> _TASK DETAILS_
Word for word, copy the records that follow.

-------- DATA TO PROCESS

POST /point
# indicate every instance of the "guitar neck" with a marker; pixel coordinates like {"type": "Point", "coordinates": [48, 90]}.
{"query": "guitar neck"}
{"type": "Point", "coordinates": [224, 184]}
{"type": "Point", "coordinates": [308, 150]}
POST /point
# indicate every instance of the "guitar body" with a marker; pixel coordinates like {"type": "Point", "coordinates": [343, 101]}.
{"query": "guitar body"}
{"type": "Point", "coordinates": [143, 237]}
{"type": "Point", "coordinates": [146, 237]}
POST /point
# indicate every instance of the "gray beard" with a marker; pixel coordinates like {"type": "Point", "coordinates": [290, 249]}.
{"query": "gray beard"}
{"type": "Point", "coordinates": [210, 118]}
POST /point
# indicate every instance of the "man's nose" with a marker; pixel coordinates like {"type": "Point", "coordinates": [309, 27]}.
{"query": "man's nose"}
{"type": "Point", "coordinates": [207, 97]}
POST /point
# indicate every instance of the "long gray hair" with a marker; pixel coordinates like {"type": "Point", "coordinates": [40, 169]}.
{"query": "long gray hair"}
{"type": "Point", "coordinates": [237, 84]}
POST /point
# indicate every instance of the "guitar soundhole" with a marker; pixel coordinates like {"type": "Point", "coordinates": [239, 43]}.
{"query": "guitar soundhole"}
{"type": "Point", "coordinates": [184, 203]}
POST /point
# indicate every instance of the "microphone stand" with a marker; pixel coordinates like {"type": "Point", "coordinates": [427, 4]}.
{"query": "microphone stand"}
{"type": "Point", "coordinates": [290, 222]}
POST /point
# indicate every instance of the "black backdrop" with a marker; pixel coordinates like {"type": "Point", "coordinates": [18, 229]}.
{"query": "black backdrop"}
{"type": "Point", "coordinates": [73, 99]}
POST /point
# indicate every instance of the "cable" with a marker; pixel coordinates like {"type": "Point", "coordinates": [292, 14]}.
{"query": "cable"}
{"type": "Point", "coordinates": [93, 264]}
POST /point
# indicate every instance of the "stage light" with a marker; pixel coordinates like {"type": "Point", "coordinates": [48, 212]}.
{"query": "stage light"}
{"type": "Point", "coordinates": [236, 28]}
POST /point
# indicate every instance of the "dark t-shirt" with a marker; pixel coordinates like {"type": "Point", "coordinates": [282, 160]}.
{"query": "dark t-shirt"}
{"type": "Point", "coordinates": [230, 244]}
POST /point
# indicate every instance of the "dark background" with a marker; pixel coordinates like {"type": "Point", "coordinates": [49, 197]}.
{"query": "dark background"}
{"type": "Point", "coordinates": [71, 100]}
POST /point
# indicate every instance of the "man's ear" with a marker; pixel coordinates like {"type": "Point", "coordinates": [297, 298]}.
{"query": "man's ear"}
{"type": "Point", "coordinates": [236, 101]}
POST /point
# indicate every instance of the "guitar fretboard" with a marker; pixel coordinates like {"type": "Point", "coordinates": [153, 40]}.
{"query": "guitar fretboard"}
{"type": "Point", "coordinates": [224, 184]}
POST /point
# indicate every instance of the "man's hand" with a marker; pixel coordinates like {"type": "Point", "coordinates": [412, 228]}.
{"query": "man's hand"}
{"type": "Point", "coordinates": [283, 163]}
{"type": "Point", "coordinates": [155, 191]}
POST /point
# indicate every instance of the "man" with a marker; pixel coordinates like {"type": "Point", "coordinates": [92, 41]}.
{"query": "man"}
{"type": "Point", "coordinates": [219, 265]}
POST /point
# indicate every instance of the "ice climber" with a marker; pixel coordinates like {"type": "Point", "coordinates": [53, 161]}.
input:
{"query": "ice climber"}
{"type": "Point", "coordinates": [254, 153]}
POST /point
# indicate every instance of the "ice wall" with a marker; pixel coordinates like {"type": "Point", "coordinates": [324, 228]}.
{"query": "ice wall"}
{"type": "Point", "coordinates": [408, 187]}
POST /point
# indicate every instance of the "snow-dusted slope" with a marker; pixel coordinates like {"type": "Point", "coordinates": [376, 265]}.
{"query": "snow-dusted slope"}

----------------

> _OUTPUT FOR THIS EXERCISE_
POST /point
# indicate every instance of the "guitar neck" with a marker; pixel coordinates like {"type": "Point", "coordinates": [48, 90]}.
{"query": "guitar neck"}
{"type": "Point", "coordinates": [224, 184]}
{"type": "Point", "coordinates": [308, 150]}
POST /point
# indicate every instance of the "guitar body" with a marker; pixel coordinates like {"type": "Point", "coordinates": [343, 101]}.
{"query": "guitar body"}
{"type": "Point", "coordinates": [143, 237]}
{"type": "Point", "coordinates": [146, 237]}
POST /point
# indicate every instance of the "gray beard" with a marker; pixel coordinates like {"type": "Point", "coordinates": [290, 249]}.
{"query": "gray beard"}
{"type": "Point", "coordinates": [210, 118]}
POST /point
# indicate every instance of the "man's nose" with a marker; pixel coordinates like {"type": "Point", "coordinates": [309, 27]}.
{"query": "man's nose"}
{"type": "Point", "coordinates": [207, 97]}
POST /point
# indicate every instance of the "long gray hair" with a marker; pixel coordinates like {"type": "Point", "coordinates": [40, 169]}.
{"query": "long gray hair"}
{"type": "Point", "coordinates": [237, 84]}
POST /point
# indicate every instance of the "guitar soundhole" with a marker; pixel coordinates like {"type": "Point", "coordinates": [239, 43]}.
{"query": "guitar soundhole"}
{"type": "Point", "coordinates": [184, 203]}
POST /point
# indicate every instance of the "microphone stand" with a marker; pixel coordinates like {"type": "Point", "coordinates": [427, 4]}.
{"query": "microphone stand"}
{"type": "Point", "coordinates": [290, 222]}
POST /point
# indicate every instance of the "black backdrop" with a marker; pixel coordinates like {"type": "Point", "coordinates": [18, 229]}.
{"query": "black backdrop"}
{"type": "Point", "coordinates": [73, 99]}
POST /point
# indicate every instance of the "cable" with a marker; pixel coordinates like {"type": "Point", "coordinates": [292, 14]}.
{"query": "cable"}
{"type": "Point", "coordinates": [93, 264]}
POST /point
# indicate every instance of the "stage light" with a marker; pixel coordinates like {"type": "Point", "coordinates": [48, 212]}.
{"query": "stage light"}
{"type": "Point", "coordinates": [236, 28]}
POST /point
# indicate every instance of the "dark t-shirt" with a marker; pixel coordinates like {"type": "Point", "coordinates": [282, 160]}.
{"query": "dark t-shirt"}
{"type": "Point", "coordinates": [230, 244]}
POST /point
# indicate every instance of the "dark background" with a marker; pixel coordinates like {"type": "Point", "coordinates": [49, 197]}.
{"query": "dark background"}
{"type": "Point", "coordinates": [71, 100]}
POST /point
# indicate every instance of the "man's ear" with a marker; pixel coordinates like {"type": "Point", "coordinates": [297, 298]}.
{"query": "man's ear"}
{"type": "Point", "coordinates": [236, 101]}
POST /point
# indicate every instance of the "guitar fretboard" with a marker; pixel coordinates like {"type": "Point", "coordinates": [153, 40]}.
{"query": "guitar fretboard"}
{"type": "Point", "coordinates": [224, 184]}
POST /point
# indicate every instance of the "man's hand" with a marker; pixel coordinates like {"type": "Point", "coordinates": [412, 228]}.
{"query": "man's hand"}
{"type": "Point", "coordinates": [283, 163]}
{"type": "Point", "coordinates": [155, 191]}
POST /point
# indicate every instance of the "man" with a marker; pixel coordinates like {"type": "Point", "coordinates": [92, 41]}.
{"query": "man"}
{"type": "Point", "coordinates": [219, 265]}
POST /point
# indicate every instance of the "ice climber" with a marker; pixel coordinates like {"type": "Point", "coordinates": [53, 161]}.
input:
{"query": "ice climber"}
{"type": "Point", "coordinates": [254, 153]}
POST /point
# indicate every instance of the "ice wall" with a marker; pixel coordinates like {"type": "Point", "coordinates": [324, 228]}.
{"query": "ice wall"}
{"type": "Point", "coordinates": [408, 187]}
POST /point
# indicate every instance of the "snow-dusted slope" with a marker; pixel coordinates like {"type": "Point", "coordinates": [376, 265]}.
{"query": "snow-dusted slope"}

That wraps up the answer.